GIVEN EXERCISE:
Please reproduce the stretch of the listing below from the line containing "Drop one marker on each instance of the white sock" through the line containing "[[307, 262], [11, 310], [322, 334], [432, 309]]", keeping every request, and shift each number in the point coordinates up by 141. Return only those lines.

[start of INPUT MATERIAL]

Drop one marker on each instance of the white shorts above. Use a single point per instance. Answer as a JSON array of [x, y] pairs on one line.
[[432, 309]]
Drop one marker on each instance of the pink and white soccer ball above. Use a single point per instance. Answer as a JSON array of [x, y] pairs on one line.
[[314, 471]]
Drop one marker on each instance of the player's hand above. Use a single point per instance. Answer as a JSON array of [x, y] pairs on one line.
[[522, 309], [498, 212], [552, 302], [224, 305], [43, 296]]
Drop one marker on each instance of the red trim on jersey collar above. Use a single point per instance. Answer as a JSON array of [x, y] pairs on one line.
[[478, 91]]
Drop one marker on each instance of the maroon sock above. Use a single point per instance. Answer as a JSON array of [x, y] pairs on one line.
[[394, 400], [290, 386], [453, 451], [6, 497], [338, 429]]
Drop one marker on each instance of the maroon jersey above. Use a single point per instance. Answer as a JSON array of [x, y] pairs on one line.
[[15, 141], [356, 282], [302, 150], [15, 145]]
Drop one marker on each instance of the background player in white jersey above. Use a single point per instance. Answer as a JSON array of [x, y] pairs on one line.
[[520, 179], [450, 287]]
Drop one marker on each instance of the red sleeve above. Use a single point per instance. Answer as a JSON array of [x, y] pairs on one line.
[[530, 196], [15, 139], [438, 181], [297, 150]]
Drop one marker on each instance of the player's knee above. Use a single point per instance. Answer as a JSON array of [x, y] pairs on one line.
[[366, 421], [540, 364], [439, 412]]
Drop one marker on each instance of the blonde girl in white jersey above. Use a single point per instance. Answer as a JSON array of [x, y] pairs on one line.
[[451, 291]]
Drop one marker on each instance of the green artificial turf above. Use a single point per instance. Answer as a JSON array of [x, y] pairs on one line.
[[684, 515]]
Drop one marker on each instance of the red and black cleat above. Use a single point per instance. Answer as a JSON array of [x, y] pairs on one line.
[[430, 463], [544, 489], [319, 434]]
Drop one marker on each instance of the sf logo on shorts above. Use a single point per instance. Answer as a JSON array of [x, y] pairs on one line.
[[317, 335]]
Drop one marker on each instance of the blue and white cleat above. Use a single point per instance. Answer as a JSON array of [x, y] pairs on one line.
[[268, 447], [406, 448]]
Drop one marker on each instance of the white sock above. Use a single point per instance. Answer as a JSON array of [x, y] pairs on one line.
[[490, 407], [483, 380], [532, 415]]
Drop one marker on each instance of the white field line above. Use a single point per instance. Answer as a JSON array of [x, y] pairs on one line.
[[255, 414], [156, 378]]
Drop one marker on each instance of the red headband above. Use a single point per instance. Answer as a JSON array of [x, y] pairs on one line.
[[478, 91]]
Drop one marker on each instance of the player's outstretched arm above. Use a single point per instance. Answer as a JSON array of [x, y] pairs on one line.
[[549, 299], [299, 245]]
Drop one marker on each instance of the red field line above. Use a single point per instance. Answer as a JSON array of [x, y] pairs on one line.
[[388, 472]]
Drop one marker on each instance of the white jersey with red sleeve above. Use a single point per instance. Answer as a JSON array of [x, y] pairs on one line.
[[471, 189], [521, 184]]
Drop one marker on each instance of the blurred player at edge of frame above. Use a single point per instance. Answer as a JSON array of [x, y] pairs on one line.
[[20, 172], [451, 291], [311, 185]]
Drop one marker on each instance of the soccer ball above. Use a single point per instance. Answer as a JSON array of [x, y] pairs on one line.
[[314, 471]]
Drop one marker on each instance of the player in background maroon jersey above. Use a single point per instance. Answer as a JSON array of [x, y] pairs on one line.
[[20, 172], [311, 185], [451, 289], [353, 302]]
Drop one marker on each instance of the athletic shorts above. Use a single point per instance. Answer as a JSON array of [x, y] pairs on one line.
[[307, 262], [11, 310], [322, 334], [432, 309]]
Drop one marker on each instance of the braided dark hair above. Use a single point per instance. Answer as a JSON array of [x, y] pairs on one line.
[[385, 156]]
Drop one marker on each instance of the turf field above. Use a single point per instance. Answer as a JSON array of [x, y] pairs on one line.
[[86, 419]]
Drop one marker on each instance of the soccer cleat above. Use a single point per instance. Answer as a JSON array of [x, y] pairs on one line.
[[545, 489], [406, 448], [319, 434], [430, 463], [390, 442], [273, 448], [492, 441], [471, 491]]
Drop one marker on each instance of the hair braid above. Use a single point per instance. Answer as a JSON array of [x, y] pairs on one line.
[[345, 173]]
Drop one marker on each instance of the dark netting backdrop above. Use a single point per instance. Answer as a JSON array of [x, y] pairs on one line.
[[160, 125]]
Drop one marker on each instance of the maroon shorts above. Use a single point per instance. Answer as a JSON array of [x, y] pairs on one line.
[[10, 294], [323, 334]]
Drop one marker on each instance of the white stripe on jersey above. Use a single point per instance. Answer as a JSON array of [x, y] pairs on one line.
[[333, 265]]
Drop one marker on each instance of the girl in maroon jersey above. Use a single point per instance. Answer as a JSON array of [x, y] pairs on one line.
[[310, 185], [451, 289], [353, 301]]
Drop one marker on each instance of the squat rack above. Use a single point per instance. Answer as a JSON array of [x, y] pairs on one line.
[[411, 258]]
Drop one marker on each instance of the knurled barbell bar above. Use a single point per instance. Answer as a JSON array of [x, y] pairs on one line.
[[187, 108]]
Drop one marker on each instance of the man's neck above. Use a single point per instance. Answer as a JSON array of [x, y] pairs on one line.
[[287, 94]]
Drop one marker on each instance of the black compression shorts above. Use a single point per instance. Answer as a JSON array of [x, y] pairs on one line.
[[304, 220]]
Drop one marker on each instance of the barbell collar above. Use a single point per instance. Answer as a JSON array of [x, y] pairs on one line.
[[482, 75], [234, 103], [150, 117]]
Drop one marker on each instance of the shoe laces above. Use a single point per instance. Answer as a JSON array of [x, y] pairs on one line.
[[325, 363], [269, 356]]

[end of INPUT MATERIAL]

FINISHED TASK:
Drop one marker on each instance of the white sock above. Use a single point per instance. Answer as a JSON array of [x, y] pairs on one line.
[[631, 548], [624, 521], [673, 556]]
Drop one marker on each instance of the white field line above. Use a single point per instance. Answer as a JSON array of [x, y] pairs on one line.
[[396, 555], [297, 519]]
Drop one marker on each instance of the red headband above. Use a single point per instance. Answer as a JSON array of [x, y] pairs on one line.
[[619, 232]]
Drop one marker on each instance of the player's outstretched arm above. Use a single point per instance. Answer as a JSON array of [x, y] pairs on one line.
[[690, 440], [440, 386]]
Drop one marker on each instance of the red field line above. Use a single point per instance. Answer as a JSON array of [x, y] pairs on one line.
[[529, 613]]
Drop one marker on each instance of the white jersey with red sleeve above. Use a single point per instance. Answer as a JSON array of [x, y] pairs on one line.
[[612, 330], [662, 325]]
Drop one marker on each instance of the blurred player at edge of frame above. Use a single point per instance. Answer as a JSON array of [x, y] pairs on one line.
[[161, 313], [592, 432], [452, 326]]
Drop one marker on each instance of the soccer ball above. Use a single point per instance. Answer as a JSON array of [x, y] pairs on one line.
[[455, 612]]
Drop one marker on each instance of the player in background maroon jersey above. Use a single point per instance. Answer as a JSON array of [x, y] pairs on one line.
[[161, 313], [452, 326], [592, 430], [494, 443]]
Drop one marker on each instance of the athletic shorts above. Use a single point per instance. Answer as a JSON array of [x, y] pairs on one line.
[[448, 403], [152, 451], [463, 475], [573, 450]]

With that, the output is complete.